● Requirement
Using the listing below, say how many of its lines hold "surface". Offer nothing beyond the number.

● Exercise material

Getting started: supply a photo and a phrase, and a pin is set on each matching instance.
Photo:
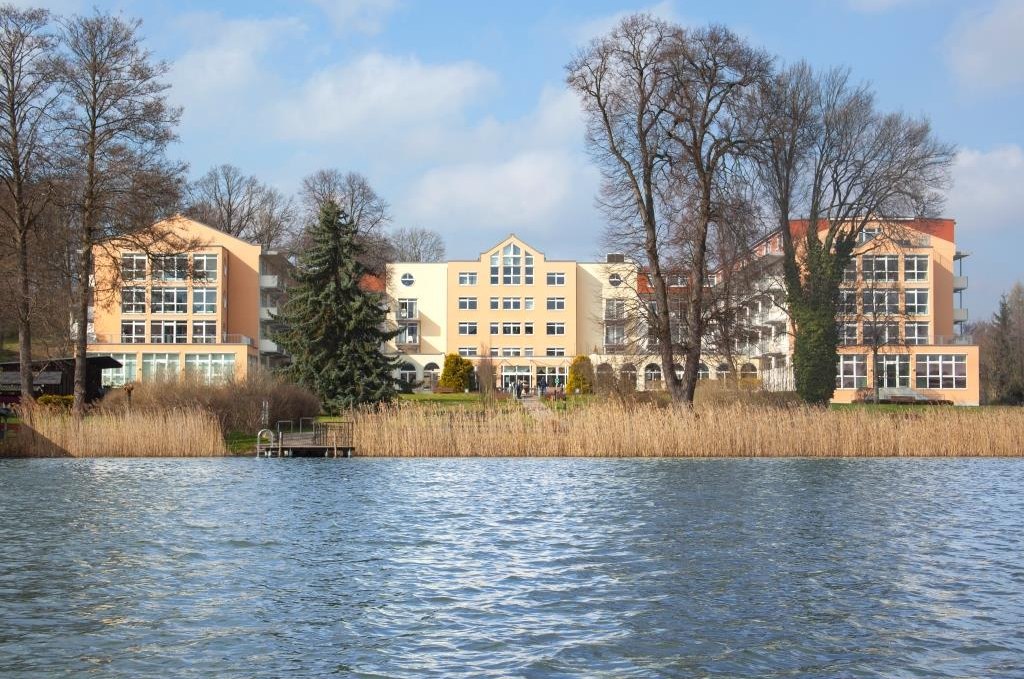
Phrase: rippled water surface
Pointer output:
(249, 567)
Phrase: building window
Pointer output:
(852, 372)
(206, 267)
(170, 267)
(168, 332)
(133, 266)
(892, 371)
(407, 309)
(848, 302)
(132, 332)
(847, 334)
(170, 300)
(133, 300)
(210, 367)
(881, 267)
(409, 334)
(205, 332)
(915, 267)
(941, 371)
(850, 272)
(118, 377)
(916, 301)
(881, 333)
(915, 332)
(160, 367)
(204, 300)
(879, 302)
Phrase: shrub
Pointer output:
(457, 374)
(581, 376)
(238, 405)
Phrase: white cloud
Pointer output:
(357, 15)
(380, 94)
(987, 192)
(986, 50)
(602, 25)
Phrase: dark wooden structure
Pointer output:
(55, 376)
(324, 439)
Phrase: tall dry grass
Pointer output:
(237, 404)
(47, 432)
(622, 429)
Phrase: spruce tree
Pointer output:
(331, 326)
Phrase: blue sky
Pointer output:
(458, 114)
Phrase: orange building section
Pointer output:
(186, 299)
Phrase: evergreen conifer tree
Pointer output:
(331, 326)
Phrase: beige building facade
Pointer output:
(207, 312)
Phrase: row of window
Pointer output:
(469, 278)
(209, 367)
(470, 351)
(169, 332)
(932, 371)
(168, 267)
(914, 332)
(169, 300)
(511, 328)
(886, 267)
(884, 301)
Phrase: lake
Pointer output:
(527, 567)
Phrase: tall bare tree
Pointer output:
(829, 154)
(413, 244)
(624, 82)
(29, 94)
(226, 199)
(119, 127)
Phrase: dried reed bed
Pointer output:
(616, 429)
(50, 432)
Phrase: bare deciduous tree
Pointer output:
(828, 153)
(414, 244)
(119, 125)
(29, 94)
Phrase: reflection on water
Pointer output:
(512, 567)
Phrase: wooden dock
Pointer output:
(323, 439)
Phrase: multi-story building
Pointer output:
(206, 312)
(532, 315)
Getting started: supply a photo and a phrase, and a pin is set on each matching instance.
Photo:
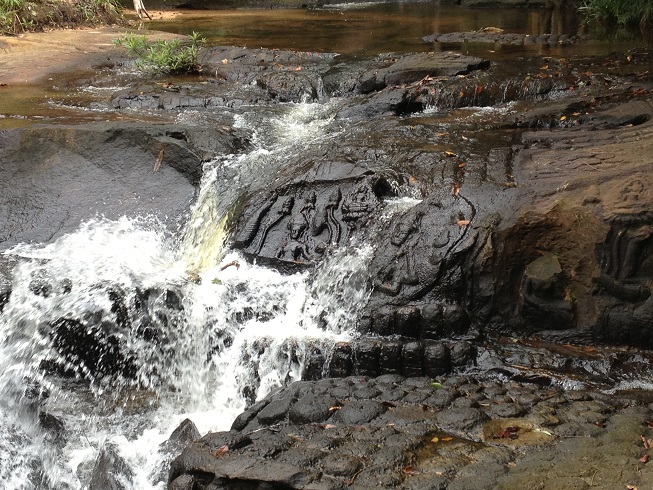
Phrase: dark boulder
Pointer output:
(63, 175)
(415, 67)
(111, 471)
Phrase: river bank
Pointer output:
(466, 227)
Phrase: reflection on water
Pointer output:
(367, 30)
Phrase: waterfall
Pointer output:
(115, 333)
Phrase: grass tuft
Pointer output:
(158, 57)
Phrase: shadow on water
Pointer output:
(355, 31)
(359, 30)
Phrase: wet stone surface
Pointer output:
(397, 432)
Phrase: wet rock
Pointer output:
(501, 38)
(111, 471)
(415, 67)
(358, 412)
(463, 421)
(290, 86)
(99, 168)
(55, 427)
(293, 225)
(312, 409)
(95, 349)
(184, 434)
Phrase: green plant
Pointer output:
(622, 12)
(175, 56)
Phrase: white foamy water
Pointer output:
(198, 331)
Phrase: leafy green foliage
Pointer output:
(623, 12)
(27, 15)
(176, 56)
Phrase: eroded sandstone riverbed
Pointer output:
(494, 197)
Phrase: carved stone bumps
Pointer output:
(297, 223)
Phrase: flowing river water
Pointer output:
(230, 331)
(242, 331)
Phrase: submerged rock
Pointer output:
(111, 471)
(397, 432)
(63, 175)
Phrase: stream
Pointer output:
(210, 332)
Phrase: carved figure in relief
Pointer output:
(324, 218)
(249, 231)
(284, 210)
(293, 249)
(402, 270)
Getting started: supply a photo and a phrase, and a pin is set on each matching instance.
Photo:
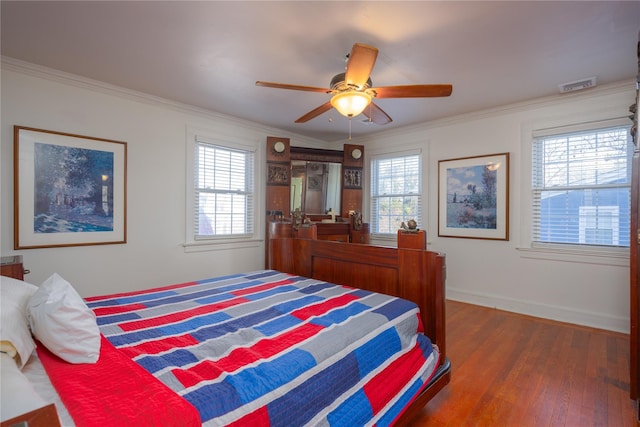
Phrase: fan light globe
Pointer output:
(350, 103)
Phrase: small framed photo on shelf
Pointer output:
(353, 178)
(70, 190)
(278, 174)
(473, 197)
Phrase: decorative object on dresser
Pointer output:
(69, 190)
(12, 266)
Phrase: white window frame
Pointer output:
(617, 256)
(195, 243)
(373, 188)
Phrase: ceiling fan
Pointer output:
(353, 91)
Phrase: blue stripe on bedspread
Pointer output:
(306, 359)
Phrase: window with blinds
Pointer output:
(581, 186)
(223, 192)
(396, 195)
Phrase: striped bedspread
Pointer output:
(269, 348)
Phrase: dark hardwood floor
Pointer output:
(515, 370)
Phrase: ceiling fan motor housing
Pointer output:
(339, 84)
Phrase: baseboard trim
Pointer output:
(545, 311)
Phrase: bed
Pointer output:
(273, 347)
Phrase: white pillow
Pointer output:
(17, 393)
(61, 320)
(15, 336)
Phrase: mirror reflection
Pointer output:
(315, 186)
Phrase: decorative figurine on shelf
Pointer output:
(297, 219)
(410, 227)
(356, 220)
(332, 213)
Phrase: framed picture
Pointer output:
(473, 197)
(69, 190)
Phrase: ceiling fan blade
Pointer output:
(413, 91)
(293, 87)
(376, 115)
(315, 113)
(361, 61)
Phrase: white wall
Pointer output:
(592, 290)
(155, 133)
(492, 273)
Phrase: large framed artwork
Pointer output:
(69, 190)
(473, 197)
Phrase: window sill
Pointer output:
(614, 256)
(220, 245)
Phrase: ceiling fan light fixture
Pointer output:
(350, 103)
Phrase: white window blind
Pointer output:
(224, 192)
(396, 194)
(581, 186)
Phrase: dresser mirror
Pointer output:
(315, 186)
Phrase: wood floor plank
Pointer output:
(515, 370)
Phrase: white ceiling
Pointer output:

● Expected answer
2